● PROVIDED DATA

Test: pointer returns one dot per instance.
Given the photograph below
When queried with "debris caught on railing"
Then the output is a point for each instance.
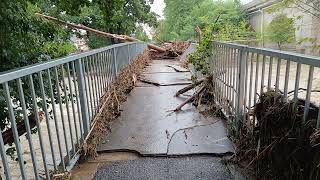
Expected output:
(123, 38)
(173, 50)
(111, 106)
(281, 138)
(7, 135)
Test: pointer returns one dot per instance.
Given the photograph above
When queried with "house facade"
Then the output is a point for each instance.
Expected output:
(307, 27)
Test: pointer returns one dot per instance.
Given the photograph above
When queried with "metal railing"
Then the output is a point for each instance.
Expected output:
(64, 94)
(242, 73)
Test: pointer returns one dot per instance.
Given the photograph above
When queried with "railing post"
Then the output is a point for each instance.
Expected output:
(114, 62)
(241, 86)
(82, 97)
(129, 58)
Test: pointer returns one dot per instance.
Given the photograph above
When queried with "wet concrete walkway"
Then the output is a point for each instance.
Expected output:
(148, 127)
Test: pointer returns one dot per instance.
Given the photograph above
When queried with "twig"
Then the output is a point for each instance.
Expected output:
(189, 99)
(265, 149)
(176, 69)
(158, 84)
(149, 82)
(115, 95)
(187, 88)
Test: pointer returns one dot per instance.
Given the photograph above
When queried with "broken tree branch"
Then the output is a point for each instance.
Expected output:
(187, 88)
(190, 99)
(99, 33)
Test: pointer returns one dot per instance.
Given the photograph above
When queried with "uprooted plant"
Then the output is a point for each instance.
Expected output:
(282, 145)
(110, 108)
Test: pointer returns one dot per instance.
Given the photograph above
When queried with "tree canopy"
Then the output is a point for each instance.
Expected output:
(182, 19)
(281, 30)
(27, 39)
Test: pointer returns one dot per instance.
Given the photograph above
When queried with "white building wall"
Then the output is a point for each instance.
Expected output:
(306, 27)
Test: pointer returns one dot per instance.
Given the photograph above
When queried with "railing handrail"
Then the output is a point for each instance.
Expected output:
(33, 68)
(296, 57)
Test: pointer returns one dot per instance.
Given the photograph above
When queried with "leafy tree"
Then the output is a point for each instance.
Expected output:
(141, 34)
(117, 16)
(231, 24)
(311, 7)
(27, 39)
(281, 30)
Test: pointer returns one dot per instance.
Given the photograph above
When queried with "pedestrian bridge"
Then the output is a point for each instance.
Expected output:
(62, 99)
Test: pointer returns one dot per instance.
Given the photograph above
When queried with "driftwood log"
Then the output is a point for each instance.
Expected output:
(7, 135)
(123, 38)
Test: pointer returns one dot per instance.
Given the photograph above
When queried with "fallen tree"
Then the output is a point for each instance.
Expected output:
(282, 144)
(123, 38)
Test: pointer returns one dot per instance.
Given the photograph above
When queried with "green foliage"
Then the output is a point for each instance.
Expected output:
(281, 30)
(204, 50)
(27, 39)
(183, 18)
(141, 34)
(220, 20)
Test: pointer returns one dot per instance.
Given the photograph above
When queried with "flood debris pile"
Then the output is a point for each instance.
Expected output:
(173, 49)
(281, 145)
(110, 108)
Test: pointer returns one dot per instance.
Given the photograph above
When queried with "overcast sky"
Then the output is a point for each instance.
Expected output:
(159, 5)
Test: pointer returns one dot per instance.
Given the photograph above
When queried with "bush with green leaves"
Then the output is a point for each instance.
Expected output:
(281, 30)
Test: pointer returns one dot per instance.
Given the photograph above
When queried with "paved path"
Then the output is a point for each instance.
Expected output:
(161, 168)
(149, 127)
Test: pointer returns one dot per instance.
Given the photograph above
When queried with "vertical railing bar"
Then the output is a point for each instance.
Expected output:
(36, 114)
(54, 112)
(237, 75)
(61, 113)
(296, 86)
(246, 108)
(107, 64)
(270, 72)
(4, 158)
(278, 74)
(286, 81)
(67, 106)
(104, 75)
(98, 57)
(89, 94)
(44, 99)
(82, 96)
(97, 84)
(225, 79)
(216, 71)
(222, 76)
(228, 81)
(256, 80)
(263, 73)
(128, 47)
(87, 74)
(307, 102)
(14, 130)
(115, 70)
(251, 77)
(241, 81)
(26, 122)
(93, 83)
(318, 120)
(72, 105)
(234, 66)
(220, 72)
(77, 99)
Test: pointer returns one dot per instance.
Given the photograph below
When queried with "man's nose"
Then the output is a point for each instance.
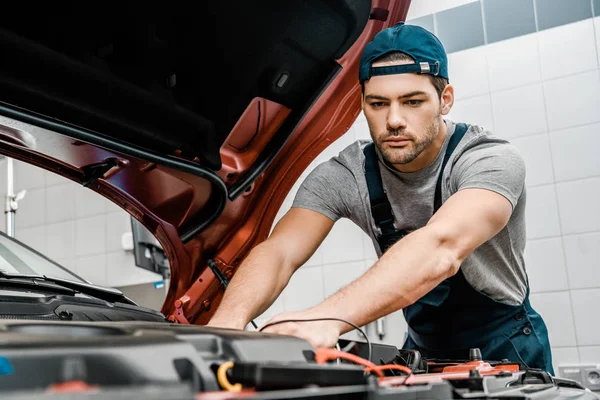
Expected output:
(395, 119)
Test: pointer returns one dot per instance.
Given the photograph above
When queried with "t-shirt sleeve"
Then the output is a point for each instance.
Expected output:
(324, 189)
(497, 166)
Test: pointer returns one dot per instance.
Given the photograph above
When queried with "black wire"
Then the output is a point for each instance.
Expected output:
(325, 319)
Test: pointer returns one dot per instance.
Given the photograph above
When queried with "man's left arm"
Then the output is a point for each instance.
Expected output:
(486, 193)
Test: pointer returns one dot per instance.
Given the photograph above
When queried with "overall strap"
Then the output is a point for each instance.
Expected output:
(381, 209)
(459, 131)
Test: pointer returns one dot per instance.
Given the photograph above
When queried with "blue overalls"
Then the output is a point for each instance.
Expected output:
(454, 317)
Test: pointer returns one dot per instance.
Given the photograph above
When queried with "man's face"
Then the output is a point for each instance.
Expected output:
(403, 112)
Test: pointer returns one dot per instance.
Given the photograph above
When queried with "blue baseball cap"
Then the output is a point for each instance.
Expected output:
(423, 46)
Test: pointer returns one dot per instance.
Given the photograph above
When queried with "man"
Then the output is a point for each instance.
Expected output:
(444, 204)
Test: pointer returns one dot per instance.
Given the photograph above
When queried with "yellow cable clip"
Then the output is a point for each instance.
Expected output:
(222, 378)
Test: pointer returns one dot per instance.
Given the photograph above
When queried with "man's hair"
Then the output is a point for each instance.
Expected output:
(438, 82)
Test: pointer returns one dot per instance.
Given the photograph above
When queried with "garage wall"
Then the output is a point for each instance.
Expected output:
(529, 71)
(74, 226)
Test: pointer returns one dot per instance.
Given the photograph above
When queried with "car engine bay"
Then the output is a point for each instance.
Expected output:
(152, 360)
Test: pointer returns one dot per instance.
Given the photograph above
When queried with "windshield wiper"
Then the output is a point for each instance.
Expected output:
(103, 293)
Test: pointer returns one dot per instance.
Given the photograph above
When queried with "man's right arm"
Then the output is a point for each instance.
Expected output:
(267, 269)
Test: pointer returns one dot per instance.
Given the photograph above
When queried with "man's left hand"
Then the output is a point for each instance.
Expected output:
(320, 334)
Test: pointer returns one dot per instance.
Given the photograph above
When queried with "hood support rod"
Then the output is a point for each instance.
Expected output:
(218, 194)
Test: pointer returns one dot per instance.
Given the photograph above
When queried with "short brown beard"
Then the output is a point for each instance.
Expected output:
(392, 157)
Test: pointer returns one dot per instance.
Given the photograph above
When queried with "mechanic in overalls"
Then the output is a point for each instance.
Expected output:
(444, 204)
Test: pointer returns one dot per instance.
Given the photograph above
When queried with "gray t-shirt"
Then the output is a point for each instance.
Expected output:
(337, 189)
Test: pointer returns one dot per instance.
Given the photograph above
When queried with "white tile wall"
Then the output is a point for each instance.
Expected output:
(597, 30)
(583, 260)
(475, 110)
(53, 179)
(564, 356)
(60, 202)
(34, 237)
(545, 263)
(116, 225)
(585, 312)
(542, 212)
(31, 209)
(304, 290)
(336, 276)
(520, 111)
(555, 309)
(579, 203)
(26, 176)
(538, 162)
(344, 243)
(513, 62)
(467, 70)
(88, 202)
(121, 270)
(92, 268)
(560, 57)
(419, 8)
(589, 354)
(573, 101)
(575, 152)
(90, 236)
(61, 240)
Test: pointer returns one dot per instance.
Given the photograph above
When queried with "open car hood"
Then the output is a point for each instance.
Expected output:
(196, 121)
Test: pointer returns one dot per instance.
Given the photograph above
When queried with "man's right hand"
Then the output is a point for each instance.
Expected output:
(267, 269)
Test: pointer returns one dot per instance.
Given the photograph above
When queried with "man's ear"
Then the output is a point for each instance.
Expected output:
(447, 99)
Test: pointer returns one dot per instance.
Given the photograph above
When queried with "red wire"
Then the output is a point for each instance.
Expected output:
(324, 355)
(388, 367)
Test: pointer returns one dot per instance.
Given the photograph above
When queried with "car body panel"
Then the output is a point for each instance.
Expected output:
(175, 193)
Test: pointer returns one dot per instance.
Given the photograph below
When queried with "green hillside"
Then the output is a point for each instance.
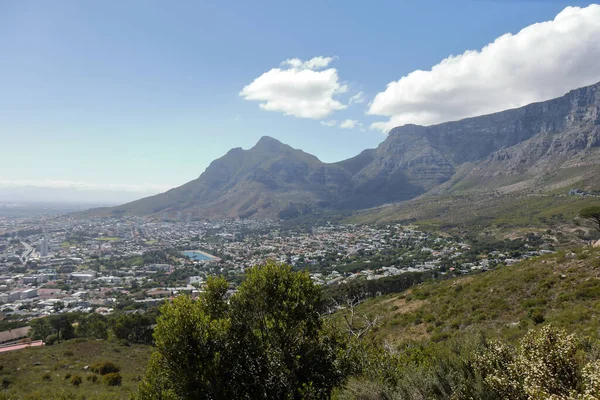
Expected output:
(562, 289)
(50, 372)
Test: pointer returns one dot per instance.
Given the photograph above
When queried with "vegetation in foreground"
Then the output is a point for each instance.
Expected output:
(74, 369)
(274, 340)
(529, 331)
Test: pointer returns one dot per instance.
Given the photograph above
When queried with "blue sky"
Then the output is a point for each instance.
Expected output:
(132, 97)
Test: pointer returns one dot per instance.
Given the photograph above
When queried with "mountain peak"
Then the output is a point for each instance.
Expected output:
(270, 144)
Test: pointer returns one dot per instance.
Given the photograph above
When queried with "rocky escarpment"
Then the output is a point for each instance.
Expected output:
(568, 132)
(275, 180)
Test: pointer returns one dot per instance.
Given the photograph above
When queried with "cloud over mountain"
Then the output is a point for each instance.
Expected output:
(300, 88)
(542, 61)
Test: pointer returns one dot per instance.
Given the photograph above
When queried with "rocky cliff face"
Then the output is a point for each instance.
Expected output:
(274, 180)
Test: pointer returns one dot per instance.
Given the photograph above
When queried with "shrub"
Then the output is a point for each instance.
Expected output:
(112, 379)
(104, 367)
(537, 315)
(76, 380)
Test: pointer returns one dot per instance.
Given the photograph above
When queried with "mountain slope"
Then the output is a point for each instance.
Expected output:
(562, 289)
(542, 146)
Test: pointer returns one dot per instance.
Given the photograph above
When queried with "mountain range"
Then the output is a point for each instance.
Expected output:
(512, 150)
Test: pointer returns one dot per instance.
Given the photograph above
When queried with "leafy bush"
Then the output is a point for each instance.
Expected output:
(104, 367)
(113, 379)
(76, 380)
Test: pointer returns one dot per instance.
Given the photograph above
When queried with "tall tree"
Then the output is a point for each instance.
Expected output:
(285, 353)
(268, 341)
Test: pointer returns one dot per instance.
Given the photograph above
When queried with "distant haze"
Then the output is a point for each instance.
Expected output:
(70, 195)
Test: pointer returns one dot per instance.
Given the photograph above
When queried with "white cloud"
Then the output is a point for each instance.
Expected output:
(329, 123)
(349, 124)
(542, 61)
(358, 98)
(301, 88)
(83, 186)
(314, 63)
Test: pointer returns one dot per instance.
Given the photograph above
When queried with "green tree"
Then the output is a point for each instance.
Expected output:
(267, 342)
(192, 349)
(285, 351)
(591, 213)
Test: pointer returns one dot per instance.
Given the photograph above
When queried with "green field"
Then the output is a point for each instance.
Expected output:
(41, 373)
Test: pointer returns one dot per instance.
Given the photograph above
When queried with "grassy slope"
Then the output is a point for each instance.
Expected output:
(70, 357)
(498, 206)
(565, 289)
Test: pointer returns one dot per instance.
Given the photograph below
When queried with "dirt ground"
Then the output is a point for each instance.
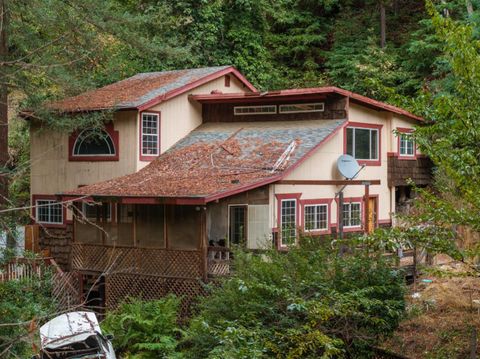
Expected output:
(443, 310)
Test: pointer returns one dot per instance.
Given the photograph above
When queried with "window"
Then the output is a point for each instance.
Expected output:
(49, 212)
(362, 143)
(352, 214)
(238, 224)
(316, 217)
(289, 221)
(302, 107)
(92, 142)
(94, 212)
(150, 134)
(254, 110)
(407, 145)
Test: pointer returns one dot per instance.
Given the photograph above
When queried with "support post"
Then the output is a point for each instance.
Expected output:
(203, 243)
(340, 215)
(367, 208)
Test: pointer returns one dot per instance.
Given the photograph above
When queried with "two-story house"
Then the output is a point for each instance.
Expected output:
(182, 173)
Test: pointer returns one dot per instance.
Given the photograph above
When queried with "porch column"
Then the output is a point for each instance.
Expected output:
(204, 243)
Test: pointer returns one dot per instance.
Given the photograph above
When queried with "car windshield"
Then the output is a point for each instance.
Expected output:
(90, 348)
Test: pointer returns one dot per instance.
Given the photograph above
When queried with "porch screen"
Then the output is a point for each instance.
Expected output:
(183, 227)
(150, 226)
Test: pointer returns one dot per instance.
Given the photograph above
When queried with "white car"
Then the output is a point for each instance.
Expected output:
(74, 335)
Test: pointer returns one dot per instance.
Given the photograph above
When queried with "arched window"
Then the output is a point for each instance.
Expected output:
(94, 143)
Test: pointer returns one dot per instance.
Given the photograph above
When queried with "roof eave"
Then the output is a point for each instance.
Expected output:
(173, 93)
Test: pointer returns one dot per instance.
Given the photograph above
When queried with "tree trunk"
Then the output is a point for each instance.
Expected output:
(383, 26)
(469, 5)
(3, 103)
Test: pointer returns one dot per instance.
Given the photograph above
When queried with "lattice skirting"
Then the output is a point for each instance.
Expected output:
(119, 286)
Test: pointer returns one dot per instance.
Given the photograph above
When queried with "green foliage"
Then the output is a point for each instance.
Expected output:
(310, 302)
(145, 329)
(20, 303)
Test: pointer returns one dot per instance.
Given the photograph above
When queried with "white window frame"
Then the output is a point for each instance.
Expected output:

● INSTRUCTIONS TO FOLLOW
Gather every line of the data above that contains the string "post".

● EXERCISE SOLUTION
When queried with "railing post"
When queried with "support post"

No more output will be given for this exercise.